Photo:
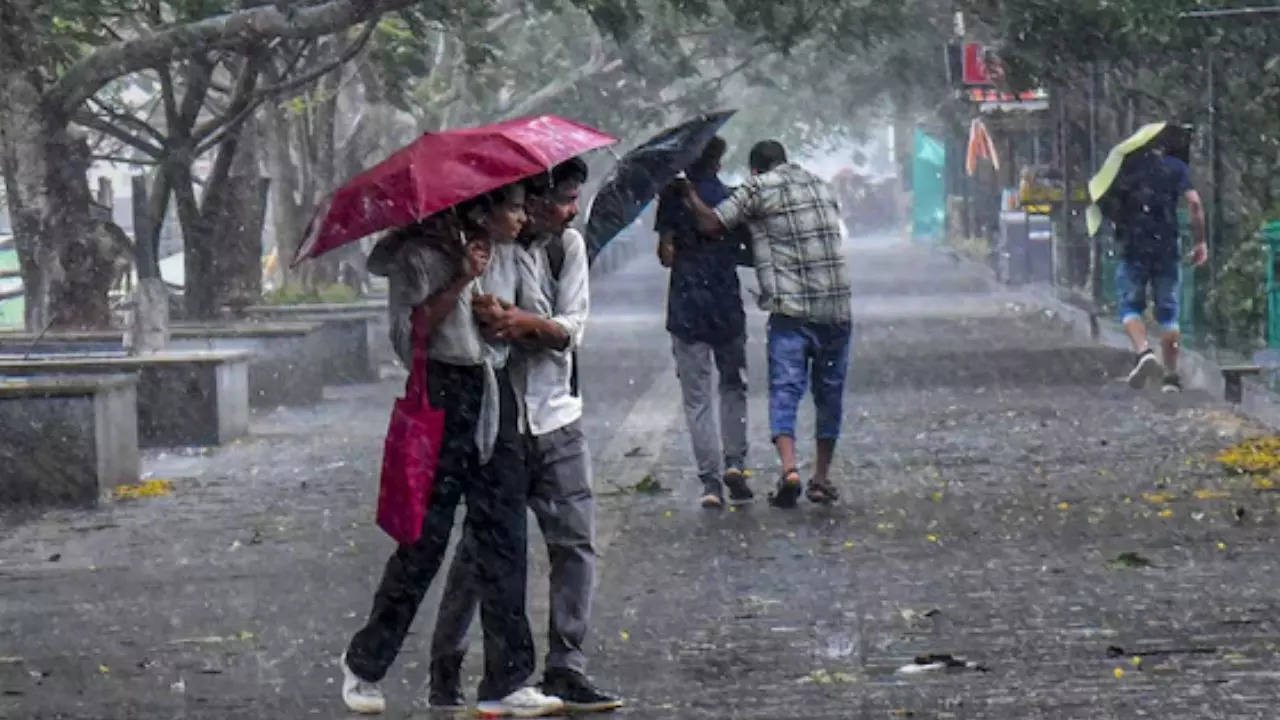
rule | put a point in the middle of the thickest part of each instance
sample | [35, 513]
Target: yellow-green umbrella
[1101, 182]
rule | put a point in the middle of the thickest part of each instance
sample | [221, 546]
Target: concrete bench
[184, 397]
[288, 358]
[1233, 381]
[353, 335]
[286, 368]
[67, 440]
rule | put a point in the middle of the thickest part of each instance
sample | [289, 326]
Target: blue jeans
[1164, 276]
[800, 351]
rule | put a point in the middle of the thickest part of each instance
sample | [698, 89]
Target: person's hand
[515, 324]
[475, 259]
[487, 310]
[680, 187]
[666, 253]
[1200, 254]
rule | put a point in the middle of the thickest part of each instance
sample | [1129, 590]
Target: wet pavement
[1005, 501]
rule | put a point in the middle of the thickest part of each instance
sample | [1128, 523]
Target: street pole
[1096, 241]
[1215, 153]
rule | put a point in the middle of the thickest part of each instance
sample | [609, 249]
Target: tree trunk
[286, 209]
[49, 203]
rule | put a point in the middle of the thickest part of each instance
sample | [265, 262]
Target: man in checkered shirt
[804, 286]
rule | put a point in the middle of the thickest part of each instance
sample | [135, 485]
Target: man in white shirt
[547, 326]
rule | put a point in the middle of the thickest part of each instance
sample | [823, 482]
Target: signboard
[990, 100]
[979, 65]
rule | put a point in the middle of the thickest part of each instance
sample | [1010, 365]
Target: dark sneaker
[577, 692]
[1146, 368]
[713, 496]
[447, 684]
[822, 492]
[737, 488]
[789, 490]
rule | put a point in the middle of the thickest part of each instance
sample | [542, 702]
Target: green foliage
[1238, 304]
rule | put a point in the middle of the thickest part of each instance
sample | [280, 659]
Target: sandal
[789, 490]
[822, 492]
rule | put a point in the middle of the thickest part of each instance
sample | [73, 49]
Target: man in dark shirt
[707, 326]
[1150, 187]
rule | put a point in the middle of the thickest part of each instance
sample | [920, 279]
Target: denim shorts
[801, 352]
[1164, 276]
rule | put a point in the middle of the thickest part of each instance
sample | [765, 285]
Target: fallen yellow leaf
[149, 488]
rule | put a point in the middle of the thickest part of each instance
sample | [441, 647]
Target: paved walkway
[1004, 497]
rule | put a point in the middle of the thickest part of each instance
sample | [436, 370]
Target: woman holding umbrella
[437, 269]
[457, 201]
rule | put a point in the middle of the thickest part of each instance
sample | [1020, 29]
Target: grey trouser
[723, 438]
[560, 469]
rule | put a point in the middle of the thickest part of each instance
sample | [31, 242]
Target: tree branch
[232, 121]
[199, 74]
[92, 122]
[124, 160]
[597, 64]
[128, 119]
[233, 30]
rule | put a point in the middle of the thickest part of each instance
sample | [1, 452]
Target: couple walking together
[499, 287]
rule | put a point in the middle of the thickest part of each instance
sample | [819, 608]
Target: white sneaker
[1146, 368]
[360, 696]
[525, 702]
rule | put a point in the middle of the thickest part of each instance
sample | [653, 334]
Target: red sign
[976, 69]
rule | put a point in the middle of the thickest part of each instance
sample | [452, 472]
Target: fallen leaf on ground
[649, 484]
[149, 488]
[1255, 455]
[1130, 560]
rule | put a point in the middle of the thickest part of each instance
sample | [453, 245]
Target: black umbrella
[641, 174]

====================

**PROBLEM REQUIREMENTS:** Could you repeat all of the material exactly? Pictures should not be copied.

**ANSWER TO THIS EXERCISE:**
Photo:
rule | put a point in the middle of the thickest part of each instance
sample | [35, 513]
Target: yellow-green umbrella
[1101, 182]
rule | put a point in the middle of the thickest part of each instance
sample | [221, 546]
Target: concrete bench
[184, 397]
[288, 358]
[1233, 381]
[353, 335]
[286, 368]
[67, 440]
rule | put a point in the middle of the thickest part of each instance
sample | [289, 326]
Target: blue jeans
[1164, 276]
[800, 351]
rule | put a point in the middle of the thickest part of each instance
sample | [698, 89]
Target: person's hand
[515, 324]
[475, 259]
[487, 310]
[680, 187]
[666, 253]
[1200, 254]
rule | put a point in the middle of the thickest part of each instance
sample | [1129, 590]
Target: wet pavement
[1005, 501]
rule | put a point in the middle of the thickest part of each instance
sample | [1128, 523]
Target: street pole
[1096, 241]
[1215, 153]
rule | put a point in the middle of the thickest part of each instance
sample | [609, 249]
Target: tree trunk
[286, 209]
[49, 203]
rule | put a point in the middle of the thickest part of each instance
sample | [265, 262]
Target: man in checkered shirt
[804, 286]
rule | put a point in the middle of the thickest part of each instance
sample | [135, 485]
Target: man in white shirt
[547, 326]
rule | put a point in the middle of the thickest part of each instance
sample | [823, 482]
Target: signboard
[990, 100]
[979, 65]
rule | put a point in the middle of the thickest part of each instance
sample | [1010, 365]
Target: dark sneaker
[577, 692]
[1146, 368]
[713, 496]
[447, 684]
[822, 492]
[737, 488]
[789, 490]
rule | put a point in the middle of the thickest part of each instance
sample | [542, 702]
Target: green foliage
[1238, 304]
rule | put a point in the middle of the thickest part of each instance
sample | [280, 659]
Target: sandal
[789, 490]
[822, 492]
rule | put a point in the middle of the thickest part of each instance
sample | [73, 49]
Target: man in dark shirt
[707, 326]
[1150, 187]
rule | put a point in the middle of the thickest part of each instance
sample | [920, 279]
Target: denim shorts
[801, 352]
[1164, 276]
rule | put a point in the middle of the thickest part of each instance
sample | [765, 285]
Target: fallen yellow leaf
[149, 488]
rule | put a point in the middle of the thickest part of each instance
sample | [441, 647]
Target: paved walkway
[1004, 497]
rule | put a point in the middle of the thickest part of each instance
sample | [436, 370]
Target: woman holding umbrella
[437, 269]
[457, 201]
rule | put a point in the middle of the thickest part of each instance
sample | [1020, 29]
Target: grey trouser
[723, 438]
[560, 469]
rule | put a point in the middle of the thickest part of each instance
sample | [31, 242]
Target: tree branch
[232, 121]
[199, 74]
[92, 122]
[124, 160]
[597, 64]
[128, 119]
[233, 30]
rule | put a point in the middle of the thickest part of each instance
sample | [1, 452]
Target: couple walking together
[499, 287]
rule | put a point in the middle of the thickest part of each instance
sample | [819, 608]
Target: white sneaker
[1146, 368]
[360, 696]
[525, 702]
rule | put a point in the middle of the thickest part of each instance
sample | [653, 334]
Target: red sign
[976, 69]
rule | put a point in the middle of the thickest part of each instance
sample | [452, 472]
Target: fallen leaf on ground
[649, 484]
[149, 488]
[1255, 455]
[1130, 560]
rule | put a point in the middle of the thickest part of each instance
sample | [453, 245]
Target: black umbrella
[641, 174]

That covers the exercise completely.